#### [Exercises]
1. According to the solar shading article, what share of England's housing stock may be affected by overheating?
2. Please resume the solar shading article after its last sentence and carry it forward.

#### [Excerpted passage]
· · ·

Solar shading helps reduce solar gain – particularly if fitted externally to glazing
The heat from the sun’s rays is a significant cause of overheating in buildings, resulting in discomfort to occupants and increased energy use to remove the unwanted heat. Solar shading helps to reduce and control solar gain, improving the wellbeing and productivity of occupants and reducing cooling loads.
The problem of excessive solar gain can be summarised as:
- The power of the sun is infinitely variable – it is a dynamic force and glazing is typically static, so cannot adequately cope with the variability of the sun’s irradiation;
- As the UK is a ‘heating nation’, glazing is typically specified to retain winter heat with low-e coatings – but these also prevent excess summer heat from escaping;
- Thermally inefficient glazing units have interior surface temperatures which differ from the temperature of the other surfaces and the mean air temperature. This results in uncomfortable internal conditions, and energy-intensive mechanical air conditioning cannot alter this radiant thermal exchange;
- A poorly insulated transparent envelope can also result in local thermal discomfort due to non-uniform thermal radiation – for instance, in perimeter zones of the building.
Solar shading can help regulate solar gain in buildings by reflecting excess heat. This is particularly true of external shading, or shading within ventilated facades.
Correctly-specified internal shading with reflective coatings can also help control excess solar irradiation – this is the most popular form of shading in the UK.
Shading goes hand in hand with ventilation strategies, as warm air needs to be removed from buildings to help regulate internal temperatures.
Linking solar shading to environmental systems or environmental controls ensures that the shading position is optimised through automation. Link to automation page
The Zero Carbon Hub’s report Overheating in Homes – The Big Picture (2015) says that overheating is occurring in up to 20% of England’s housing stock, and is expected to become a more prevalent problem in the future.

· · ·

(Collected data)
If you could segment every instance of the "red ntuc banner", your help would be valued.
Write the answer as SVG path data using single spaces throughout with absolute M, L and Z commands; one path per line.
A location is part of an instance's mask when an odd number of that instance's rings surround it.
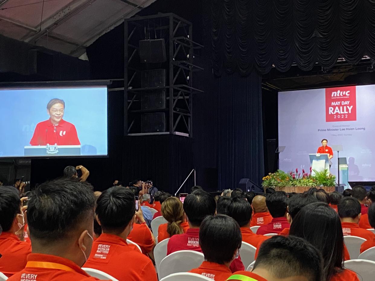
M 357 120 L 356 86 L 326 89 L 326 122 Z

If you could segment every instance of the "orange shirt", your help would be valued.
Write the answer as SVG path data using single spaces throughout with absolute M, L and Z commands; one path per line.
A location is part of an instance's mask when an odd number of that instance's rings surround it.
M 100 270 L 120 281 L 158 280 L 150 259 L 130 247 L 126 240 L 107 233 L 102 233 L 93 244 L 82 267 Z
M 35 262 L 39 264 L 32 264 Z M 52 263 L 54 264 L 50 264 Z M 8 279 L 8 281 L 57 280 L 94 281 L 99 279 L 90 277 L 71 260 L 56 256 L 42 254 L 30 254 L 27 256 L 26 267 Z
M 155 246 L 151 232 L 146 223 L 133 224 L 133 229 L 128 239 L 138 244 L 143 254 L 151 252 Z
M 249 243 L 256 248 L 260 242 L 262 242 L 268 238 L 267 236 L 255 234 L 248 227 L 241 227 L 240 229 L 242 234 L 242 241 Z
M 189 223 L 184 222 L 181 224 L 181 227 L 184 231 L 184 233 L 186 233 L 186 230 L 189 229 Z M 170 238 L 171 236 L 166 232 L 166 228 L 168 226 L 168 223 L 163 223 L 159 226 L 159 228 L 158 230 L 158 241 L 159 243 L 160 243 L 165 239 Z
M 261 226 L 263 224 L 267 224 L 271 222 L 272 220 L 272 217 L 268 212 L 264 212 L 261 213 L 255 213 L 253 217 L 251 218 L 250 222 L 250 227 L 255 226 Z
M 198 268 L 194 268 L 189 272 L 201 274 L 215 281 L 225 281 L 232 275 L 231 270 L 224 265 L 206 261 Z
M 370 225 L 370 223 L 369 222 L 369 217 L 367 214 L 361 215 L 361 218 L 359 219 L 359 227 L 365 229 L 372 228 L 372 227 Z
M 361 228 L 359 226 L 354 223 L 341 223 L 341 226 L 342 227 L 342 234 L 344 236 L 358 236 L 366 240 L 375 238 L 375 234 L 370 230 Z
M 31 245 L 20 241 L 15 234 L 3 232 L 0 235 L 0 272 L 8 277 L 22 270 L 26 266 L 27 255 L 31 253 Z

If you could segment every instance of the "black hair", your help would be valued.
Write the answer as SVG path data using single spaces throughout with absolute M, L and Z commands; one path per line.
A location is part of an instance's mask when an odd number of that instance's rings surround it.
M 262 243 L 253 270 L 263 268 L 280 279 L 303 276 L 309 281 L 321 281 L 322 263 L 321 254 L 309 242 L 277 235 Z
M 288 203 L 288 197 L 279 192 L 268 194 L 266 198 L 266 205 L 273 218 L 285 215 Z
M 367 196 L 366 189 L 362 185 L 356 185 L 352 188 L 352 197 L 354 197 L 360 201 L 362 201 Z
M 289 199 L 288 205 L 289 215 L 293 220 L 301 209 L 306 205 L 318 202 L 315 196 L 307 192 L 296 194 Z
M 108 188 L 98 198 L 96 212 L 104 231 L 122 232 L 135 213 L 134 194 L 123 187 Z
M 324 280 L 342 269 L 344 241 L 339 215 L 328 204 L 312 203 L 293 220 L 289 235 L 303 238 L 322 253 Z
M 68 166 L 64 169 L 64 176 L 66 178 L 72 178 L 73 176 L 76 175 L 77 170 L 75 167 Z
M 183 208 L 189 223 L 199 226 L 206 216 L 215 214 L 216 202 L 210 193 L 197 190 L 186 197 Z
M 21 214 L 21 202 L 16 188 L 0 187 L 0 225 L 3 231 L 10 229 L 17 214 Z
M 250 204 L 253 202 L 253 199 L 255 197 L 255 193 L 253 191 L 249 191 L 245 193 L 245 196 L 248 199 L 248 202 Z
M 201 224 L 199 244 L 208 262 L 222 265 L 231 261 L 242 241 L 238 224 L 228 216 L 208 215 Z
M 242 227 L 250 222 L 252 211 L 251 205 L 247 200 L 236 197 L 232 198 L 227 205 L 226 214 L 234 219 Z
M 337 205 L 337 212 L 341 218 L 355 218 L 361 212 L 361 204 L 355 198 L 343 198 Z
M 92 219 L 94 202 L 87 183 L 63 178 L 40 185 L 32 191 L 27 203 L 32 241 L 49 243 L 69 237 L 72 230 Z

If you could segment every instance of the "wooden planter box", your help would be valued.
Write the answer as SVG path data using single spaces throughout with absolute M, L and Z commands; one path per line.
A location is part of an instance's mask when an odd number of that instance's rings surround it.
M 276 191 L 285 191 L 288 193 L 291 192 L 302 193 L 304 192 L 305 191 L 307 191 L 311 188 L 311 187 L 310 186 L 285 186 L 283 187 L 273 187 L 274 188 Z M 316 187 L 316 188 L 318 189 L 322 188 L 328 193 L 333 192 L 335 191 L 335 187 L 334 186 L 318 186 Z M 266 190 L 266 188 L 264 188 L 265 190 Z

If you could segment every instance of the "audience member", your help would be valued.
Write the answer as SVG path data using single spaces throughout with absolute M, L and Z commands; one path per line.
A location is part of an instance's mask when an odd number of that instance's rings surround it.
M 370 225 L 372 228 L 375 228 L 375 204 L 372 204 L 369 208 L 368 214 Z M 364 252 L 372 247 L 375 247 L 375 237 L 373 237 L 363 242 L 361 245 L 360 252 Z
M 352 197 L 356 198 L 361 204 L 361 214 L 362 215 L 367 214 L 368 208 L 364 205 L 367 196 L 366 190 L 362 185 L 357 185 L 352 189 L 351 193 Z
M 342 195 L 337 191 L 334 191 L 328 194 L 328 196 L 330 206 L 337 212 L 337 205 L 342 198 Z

· · ·

#### [Responses per task]
1. Up to 20%.

2.
Professor Heiselberg, of Aalborg University in Denmark, states in his work on passive cooling that modern airtight, well-insulated buildings have an increased need for cooling; not only in the summer, but throughout most of the year. Prof Heiselberg adds that excessively high indoor temperatures are the most commonly reported problem in post-occupancy studies, even during the heating season.
Lord Krebs, of the Climate Change Commission, highlights a study headed by Professor Alan Short of Cambridge University. It states that types of hospital ward vulnerable to overheating currently make up 90% of the total stock by floor space. The report goes on to say that one solution is external shading devices, as retro-fitting air conditioning would be uneconomic.
In offices, homes and hospitals, solar shading is identified as a key, passive solution to overheating.
The g-value is the measurement of total solar energy transmittance through an object, such as glazing – but gtot is a far more relevant measurement, as this this is the total solar energy transmittance through the glazing and blind combined.
The Shard in London is a fully-glazed building with a double-skinned façade containing automated blinds. Its architects have acknowledged that this iconic building would not have been possible without solar shading. With its interstitial blinds lowered, The Shard achieves a gtot of just 0.12 (88% heat rejection) for a building clad entirely in glass.